What to do: Please print the data shown below without any alteration.

Data excerpts:
┄┄┄┄┄┄┄┄┄┄┄┄┄┄┄┄┄┄┄┄

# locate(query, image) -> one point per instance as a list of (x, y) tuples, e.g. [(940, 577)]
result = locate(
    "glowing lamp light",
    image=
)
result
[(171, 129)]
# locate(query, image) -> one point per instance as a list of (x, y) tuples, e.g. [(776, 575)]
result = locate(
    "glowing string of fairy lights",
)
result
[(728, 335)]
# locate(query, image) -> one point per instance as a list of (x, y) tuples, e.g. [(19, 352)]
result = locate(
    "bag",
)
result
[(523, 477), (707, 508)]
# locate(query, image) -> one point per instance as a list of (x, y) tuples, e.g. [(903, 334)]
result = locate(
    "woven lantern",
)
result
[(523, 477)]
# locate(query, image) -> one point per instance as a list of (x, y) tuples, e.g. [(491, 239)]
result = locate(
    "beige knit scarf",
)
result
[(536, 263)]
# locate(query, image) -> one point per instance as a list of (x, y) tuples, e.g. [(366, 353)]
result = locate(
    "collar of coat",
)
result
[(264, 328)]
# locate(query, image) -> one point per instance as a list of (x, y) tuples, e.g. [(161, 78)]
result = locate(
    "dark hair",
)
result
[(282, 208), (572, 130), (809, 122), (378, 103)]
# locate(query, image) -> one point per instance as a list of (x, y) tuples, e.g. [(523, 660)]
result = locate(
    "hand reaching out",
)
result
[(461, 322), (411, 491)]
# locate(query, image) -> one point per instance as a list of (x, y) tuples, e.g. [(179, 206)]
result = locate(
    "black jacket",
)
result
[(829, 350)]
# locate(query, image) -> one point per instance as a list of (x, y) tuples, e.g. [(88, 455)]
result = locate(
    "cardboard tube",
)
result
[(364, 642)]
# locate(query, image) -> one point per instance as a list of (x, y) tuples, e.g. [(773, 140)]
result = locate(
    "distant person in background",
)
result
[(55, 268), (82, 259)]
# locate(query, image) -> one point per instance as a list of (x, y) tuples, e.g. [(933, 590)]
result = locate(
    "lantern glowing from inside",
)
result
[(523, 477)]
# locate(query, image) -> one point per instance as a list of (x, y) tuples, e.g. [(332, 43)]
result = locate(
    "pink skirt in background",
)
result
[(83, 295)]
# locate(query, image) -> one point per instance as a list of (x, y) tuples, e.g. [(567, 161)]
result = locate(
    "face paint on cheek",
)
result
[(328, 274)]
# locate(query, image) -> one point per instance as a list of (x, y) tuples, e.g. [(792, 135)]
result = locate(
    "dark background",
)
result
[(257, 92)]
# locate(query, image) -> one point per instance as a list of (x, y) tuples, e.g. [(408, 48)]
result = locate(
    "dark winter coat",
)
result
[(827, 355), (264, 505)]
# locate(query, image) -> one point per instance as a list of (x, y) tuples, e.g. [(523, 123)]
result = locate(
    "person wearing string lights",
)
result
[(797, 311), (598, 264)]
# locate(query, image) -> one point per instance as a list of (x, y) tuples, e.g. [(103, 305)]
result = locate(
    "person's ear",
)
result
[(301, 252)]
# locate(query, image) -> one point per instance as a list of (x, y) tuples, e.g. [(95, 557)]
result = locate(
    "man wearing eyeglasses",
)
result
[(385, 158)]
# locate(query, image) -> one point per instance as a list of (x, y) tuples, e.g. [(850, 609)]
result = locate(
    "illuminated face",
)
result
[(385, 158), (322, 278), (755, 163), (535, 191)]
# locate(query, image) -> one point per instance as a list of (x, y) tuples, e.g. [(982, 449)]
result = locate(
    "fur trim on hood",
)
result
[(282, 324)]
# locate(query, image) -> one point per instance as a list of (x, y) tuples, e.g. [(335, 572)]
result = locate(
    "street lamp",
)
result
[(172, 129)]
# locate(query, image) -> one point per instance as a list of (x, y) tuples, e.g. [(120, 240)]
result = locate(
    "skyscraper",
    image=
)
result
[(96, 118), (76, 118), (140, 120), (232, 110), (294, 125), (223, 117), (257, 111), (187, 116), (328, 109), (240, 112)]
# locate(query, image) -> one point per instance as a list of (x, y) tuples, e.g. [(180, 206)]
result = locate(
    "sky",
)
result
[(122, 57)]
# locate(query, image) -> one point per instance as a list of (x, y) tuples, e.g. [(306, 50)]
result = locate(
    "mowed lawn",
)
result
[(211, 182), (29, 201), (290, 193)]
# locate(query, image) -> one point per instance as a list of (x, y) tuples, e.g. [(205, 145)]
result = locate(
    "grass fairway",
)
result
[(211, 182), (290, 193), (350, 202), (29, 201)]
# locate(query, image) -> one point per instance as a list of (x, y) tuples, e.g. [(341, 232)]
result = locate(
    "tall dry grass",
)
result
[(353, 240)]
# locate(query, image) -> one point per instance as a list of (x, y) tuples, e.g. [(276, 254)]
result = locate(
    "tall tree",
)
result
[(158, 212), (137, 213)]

┄┄┄┄┄┄┄┄┄┄┄┄┄┄┄┄┄┄┄┄

Exercise response:
# locate(query, image) -> one point per instance as a list of (x, y) tuples, e.g. [(940, 577)]
result = locate(
    "glowing lamp light",
    image=
)
result
[(171, 129)]
# locate(query, image) -> one point per instance as a list of (x, y) tuples, e.g. [(776, 575)]
result = locate(
    "glowing string of fairy lights",
)
result
[(728, 335)]
# locate(query, image) -> one point per instance as a list of (x, y) tuples, e.g. [(19, 352)]
result = locate(
    "bag",
)
result
[(523, 477), (707, 508)]
# locate(query, image) -> one point per instance as a list of (x, y) tuples, e.g. [(903, 334)]
result = locate(
    "woven lantern",
)
result
[(523, 477)]
# locate(query, image) -> one point per instance as a list of (x, y) tuples, e.g. [(491, 239)]
result = locate(
    "beige knit scarf",
)
result
[(536, 263)]
# locate(query, image) -> one point per instance as a list of (x, y) tuples, e.g. [(366, 353)]
result = locate(
    "collar of coat",
)
result
[(264, 328)]
# locate(query, image) -> one point per instance as a list of (x, y) tuples, e.g. [(161, 78)]
result = locate(
    "dark hair",
)
result
[(282, 208), (572, 130), (809, 122), (378, 103)]
# locate(query, image) -> one point per instance as a list of (x, y) tuples, e.g. [(523, 660)]
result = locate(
    "hand reaching out",
)
result
[(461, 322), (411, 491)]
# locate(query, image) -> one point per instance as a list of (x, y) tuples, e.g. [(179, 206)]
result = locate(
    "black jacket",
)
result
[(829, 350)]
# locate(query, image) -> one point per instance as a list of (x, y) tuples, e.g. [(88, 455)]
result = locate(
    "cardboard tube",
)
result
[(364, 642)]
# locate(query, image) -> one point per instance as a list of (x, y) tuples, e.g. [(773, 140)]
result = locate(
    "distant person in background",
)
result
[(55, 268), (82, 259)]
# locate(query, image) -> one point per instance as a list of (x, y) tuples, e.g. [(933, 590)]
result = locate(
    "lantern glowing from inside",
)
result
[(523, 477)]
# locate(query, image) -> one point per instance as a list of (x, y) tuples, e.g. [(332, 43)]
result = locate(
    "pink skirt in background",
)
result
[(83, 295)]
# locate(query, image) -> one point per instance as a list of (x, y) tuples, e.g. [(567, 161)]
result = locate(
    "face paint on cheek",
)
result
[(328, 274)]
# locate(query, image) -> one point per instance as a list of (x, y) tuples, e.g. [(792, 135)]
result = locate(
    "dark background",
)
result
[(257, 92)]
# locate(query, image) -> one point per instance as a list of (x, y) tuples, e.g. [(408, 48)]
result = locate(
    "dark winter coat",
)
result
[(827, 355), (264, 505)]
# locate(query, image) -> one point per instance as a list of (x, y) tuples, e.g. [(523, 123)]
result = locate(
    "person wearing string lights",
)
result
[(797, 311), (598, 264)]
# locate(query, image) -> one point per instance as a list of (x, y) tuples, e.g. [(103, 305)]
result = locate(
    "person's ear",
)
result
[(301, 252)]
# locate(query, image) -> one point per instance as a list of (x, y) tuples, e.g. [(95, 557)]
result = locate(
    "man wearing eyeglasses",
)
result
[(385, 158)]
# locate(query, image) -> one point per instance as a list of (x, y) tuples, e.g. [(850, 609)]
result = locate(
    "illuminated face",
)
result
[(385, 158), (322, 278), (755, 163), (535, 191)]
# locate(query, image) -> one point per instance as a list of (x, y) tuples, e.g. [(982, 449)]
result = locate(
    "fur trim on hood",
)
result
[(282, 324)]
# locate(query, image) -> one point per instance as a list of (x, y) tuples, e.g. [(335, 572)]
result = locate(
    "street lamp",
)
result
[(172, 129)]
# locate(query, image) -> one point per instance as a list of (x, y) tuples, e.g. [(120, 240)]
result = locate(
    "skyscraper",
    image=
)
result
[(96, 118), (76, 118), (140, 120), (232, 110), (294, 125), (223, 117), (257, 111), (187, 116), (328, 109), (240, 112)]
# locate(query, image) -> one point per instance as a list of (x, y) tuples, e.g. [(180, 206)]
result = locate(
    "sky",
)
result
[(122, 57)]
# locate(query, image) -> one point per instance as a list of (x, y) tuples, e.g. [(306, 50)]
result = locate(
    "mowed lawn",
)
result
[(211, 182), (29, 201), (290, 193)]
# locate(query, image) -> one point per instance as a list of (x, y) tuples, e.g. [(205, 145)]
result = locate(
    "grass fairway",
)
result
[(211, 182), (290, 193), (350, 202), (29, 201)]
# locate(query, image) -> one point per instance as a list of (x, y) tuples, e.g. [(341, 232)]
result = locate(
    "tall dry grass",
)
result
[(353, 240)]
# locate(query, image) -> one point per instance as a list of (x, y) tuples, e.g. [(276, 254)]
result = locate(
    "tall tree",
)
result
[(158, 212), (137, 213)]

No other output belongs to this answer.